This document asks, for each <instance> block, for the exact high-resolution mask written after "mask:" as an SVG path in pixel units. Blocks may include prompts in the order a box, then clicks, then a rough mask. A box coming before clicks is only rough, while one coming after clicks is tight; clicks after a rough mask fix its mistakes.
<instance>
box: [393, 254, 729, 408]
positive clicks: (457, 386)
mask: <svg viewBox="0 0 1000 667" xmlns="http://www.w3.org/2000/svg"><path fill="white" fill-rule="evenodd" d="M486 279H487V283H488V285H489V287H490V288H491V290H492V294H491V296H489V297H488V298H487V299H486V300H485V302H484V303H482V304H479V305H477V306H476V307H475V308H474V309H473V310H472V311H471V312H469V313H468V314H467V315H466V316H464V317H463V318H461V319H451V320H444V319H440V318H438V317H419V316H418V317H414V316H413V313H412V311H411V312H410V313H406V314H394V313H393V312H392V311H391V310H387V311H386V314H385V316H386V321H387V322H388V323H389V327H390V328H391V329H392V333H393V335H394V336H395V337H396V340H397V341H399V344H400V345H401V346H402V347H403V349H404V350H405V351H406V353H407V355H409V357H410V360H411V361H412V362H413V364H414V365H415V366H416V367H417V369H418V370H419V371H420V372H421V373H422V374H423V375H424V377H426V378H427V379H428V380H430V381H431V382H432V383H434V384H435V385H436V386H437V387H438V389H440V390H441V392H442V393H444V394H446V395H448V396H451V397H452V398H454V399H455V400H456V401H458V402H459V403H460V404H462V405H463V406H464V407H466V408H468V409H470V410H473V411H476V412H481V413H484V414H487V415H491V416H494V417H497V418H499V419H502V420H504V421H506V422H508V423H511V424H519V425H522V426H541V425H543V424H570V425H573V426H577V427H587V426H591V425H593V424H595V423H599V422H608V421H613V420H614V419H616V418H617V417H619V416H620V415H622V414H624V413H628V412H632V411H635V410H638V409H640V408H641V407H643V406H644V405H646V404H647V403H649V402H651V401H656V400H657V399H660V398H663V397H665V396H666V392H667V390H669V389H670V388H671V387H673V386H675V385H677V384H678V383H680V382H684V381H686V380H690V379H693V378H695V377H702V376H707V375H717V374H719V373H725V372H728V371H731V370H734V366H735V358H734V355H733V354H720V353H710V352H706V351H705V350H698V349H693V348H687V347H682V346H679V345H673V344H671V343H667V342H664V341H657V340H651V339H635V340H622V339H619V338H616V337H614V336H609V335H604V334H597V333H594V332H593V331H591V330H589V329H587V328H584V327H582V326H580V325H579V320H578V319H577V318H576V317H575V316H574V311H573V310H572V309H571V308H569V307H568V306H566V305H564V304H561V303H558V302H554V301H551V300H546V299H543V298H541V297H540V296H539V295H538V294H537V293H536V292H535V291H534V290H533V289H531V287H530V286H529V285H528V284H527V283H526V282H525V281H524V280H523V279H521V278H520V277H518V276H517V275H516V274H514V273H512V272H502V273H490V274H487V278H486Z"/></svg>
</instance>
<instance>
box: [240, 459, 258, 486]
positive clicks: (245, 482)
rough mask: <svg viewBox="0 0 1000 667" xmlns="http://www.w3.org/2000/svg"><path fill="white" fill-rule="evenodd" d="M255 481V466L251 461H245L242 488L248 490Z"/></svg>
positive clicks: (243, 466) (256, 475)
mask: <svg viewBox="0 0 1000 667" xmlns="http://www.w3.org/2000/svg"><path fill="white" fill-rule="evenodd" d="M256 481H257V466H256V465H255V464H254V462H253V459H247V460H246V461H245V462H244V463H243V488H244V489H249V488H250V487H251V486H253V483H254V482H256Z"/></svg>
━━━━━━━━━━━━━━━━
What lines in the data include the string "instance"? Copy each one.

### Answer area:
This document asks, for each <instance> block, for the exact high-resolution mask written after "mask:" as an SVG path in pixel units. Blocks may include prompts in the order a box, then clicks, then a rough mask. A box coming before clicks is only rough, while one coming after clicks is tight; clicks after a rough mask fix its mistakes.
<instance>
</instance>
<instance>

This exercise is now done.